But that career will no longer exist if my home state of New Jersey and other states like it continue on their current path with independent contractor legislation, putting freelance journalists like me out of business…

The laws are being marketed as pro-worker, but the way they are being written is so strict that they are already starting to destroy the careers of people such as me who prefer to work for ourselves.

…The language in these independent contractor laws, though, makes no meaningful distinction between exploited contract workers and people like me. Instead, the language makes it impossible for people like me to work within the letter of the law.

New Jersey’s S4204, for instance, says I have to do all my work “outside all of the places of business of the employer.” That means I can’t spend even one or two days of an 18-month, front-page project outside my home office, having meetings with my editors in a place like The Washington Post’s newsroom. How is any freelancer, no matter whether she is a journalist or a graphic artist or a public-relations specialist, supposed to run her business if she never takes meetings on any client’s premises? The upshot of clauses like that one in S4204 could be crippling fines for employers. And because of that threat, according to testimony given during a standing-room-only hearing in New Jersey’s capitol last week, editors and publishers in New Jersey are already saying the same thing the ones in California are starting to say to freelancers there: Thanks, you’re great, but we’ll find our writers and proofreaders elsewhere.

These states, in writing such overly broad legislation, are hanging a giant, toxic, neon sign around the necks of the middle class…

…everyone from truck drivers to caterers to yoga instructors has their livelihood in the crosshairs. The people testifying in New Jersey that their careers would be hit have ranged from lawyers to wedding photographers to bakers. Newspaper representatives tried to explain that people who deliver those papers are independent contractors, and if this legislation becomes law, citizens will no longer get their local news delivered to their homes. The lawmakers seemed genuinely stunned about how many jobs operate under the independent contractor model in modern-day America. They really seemed to have no clue.

========================================================================

*What to do*.
**1.** Retype the excerpt on independent contractor laws, everything from "The laws are" down to "of the law.".
**2.** Summarize the excerpt on independent contractor laws in two sentences.

*The data*.
========================================================================

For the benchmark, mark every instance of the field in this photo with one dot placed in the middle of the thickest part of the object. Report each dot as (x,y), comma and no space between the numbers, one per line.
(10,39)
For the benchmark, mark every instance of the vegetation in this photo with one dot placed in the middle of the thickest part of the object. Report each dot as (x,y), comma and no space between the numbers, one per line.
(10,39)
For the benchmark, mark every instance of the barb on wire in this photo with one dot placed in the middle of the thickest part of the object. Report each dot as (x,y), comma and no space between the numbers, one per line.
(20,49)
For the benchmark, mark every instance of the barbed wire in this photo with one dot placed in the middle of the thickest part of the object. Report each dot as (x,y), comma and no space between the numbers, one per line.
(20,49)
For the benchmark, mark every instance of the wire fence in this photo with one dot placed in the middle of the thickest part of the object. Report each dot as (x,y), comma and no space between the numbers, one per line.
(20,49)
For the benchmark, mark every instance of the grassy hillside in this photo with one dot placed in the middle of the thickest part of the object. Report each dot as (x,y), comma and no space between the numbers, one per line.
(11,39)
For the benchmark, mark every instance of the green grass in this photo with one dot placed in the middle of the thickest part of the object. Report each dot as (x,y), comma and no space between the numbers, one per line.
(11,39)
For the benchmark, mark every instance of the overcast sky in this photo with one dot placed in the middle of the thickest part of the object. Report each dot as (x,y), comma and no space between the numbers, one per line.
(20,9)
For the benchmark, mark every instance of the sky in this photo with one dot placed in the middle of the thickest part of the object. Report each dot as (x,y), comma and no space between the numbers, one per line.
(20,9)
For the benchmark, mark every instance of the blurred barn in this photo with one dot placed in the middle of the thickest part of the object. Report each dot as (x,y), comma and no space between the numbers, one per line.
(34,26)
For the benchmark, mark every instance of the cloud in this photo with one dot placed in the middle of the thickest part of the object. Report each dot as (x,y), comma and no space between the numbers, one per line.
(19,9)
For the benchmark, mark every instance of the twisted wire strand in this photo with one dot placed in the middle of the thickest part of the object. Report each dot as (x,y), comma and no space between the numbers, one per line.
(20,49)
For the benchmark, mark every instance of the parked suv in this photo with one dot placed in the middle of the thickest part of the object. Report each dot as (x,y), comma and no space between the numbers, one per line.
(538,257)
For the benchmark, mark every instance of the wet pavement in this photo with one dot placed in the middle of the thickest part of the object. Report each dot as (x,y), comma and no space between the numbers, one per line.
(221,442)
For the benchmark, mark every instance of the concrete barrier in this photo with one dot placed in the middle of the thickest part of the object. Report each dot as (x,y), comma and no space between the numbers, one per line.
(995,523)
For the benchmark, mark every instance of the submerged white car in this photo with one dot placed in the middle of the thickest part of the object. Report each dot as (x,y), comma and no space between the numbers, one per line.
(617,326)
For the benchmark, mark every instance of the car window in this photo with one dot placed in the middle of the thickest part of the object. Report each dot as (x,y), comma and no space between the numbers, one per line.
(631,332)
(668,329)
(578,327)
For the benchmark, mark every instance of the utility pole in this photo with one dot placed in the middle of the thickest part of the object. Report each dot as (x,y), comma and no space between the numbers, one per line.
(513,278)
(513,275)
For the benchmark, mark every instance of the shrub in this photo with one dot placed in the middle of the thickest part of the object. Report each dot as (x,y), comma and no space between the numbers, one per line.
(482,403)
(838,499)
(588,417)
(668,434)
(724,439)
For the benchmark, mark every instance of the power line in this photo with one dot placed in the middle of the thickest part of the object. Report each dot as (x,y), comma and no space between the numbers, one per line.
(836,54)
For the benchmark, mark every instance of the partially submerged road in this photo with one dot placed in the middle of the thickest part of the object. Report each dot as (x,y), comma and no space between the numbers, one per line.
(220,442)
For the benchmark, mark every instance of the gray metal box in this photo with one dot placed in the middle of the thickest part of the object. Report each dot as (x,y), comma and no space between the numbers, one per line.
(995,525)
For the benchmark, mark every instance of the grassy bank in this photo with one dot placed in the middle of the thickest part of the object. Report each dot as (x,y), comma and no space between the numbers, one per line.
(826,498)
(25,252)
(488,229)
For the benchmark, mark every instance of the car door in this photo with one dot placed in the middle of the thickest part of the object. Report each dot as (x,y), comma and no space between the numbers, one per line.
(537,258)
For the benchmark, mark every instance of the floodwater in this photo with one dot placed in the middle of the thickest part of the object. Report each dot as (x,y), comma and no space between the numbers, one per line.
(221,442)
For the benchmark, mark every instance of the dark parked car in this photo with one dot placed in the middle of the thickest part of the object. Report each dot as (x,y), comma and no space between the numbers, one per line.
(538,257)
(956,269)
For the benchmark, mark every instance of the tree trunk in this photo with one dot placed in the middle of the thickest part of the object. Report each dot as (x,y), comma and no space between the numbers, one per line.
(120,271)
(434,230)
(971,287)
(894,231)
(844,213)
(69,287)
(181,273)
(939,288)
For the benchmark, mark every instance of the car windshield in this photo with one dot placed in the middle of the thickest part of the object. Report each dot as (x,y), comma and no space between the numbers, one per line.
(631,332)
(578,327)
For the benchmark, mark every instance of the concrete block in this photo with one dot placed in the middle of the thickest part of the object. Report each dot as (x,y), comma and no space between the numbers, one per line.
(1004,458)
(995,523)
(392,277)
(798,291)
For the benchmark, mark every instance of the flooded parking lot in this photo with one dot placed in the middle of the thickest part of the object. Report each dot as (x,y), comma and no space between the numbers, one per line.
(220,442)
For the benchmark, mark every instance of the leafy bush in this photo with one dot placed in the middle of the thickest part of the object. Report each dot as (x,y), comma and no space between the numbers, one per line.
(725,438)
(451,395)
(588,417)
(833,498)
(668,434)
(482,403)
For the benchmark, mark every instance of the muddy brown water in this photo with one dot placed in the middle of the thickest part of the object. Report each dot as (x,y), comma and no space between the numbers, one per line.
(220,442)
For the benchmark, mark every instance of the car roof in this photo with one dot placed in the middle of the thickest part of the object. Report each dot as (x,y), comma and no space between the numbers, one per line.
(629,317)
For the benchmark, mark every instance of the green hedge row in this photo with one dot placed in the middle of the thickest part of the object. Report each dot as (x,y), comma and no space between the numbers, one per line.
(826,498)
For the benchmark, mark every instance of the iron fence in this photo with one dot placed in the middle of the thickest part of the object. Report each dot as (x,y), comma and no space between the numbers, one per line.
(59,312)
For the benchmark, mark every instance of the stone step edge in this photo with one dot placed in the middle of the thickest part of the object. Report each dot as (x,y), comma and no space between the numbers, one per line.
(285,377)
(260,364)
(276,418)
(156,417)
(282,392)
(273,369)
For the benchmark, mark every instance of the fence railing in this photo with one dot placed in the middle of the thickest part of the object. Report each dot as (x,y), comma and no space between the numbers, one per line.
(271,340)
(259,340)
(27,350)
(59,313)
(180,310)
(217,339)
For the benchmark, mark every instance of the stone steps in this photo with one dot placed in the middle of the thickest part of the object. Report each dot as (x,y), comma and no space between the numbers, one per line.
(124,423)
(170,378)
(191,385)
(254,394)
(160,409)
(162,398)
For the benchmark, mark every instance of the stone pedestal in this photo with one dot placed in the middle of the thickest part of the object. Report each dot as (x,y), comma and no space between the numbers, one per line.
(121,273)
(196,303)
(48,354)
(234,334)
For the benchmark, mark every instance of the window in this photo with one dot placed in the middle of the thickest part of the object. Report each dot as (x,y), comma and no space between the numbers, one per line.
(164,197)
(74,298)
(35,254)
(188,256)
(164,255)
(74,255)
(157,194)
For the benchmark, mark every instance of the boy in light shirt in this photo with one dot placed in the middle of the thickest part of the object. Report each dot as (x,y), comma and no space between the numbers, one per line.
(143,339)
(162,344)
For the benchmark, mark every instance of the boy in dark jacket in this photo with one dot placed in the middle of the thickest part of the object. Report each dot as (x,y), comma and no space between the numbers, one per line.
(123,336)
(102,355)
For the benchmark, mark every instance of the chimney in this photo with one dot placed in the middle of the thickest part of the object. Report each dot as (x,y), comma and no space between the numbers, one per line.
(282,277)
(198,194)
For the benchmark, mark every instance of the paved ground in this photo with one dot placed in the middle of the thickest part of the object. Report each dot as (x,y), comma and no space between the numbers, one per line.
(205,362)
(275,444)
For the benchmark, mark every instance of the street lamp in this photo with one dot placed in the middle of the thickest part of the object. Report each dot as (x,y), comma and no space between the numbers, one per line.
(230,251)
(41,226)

========================================================================

*Answer list*.
**1.**
The laws are being marketed as pro-worker, but the way they are being written is so strict that they are already starting to destroy the careers of people such as me who prefer to work for ourselves.

…The language in these independent contractor laws, though, makes no meaningful distinction between exploited contract workers and people like me. Instead, the language makes it impossible for people like me to work within the letter of the law.

**2.** A freelance journalist from New Jersey argues that independent contractor laws like the state's S4204 are marketed as pro-worker but fail to distinguish exploited contract workers from people who prefer to work for themselves, and threaten to put freelance journalists out of business. Facing possible fines, editors and publishers are already turning freelancers away, and testimony at a New Jersey hearing showed that workers from lawyers to bakers would be hit, leaving lawmakers apparently stunned by how many jobs use the independent contractor model.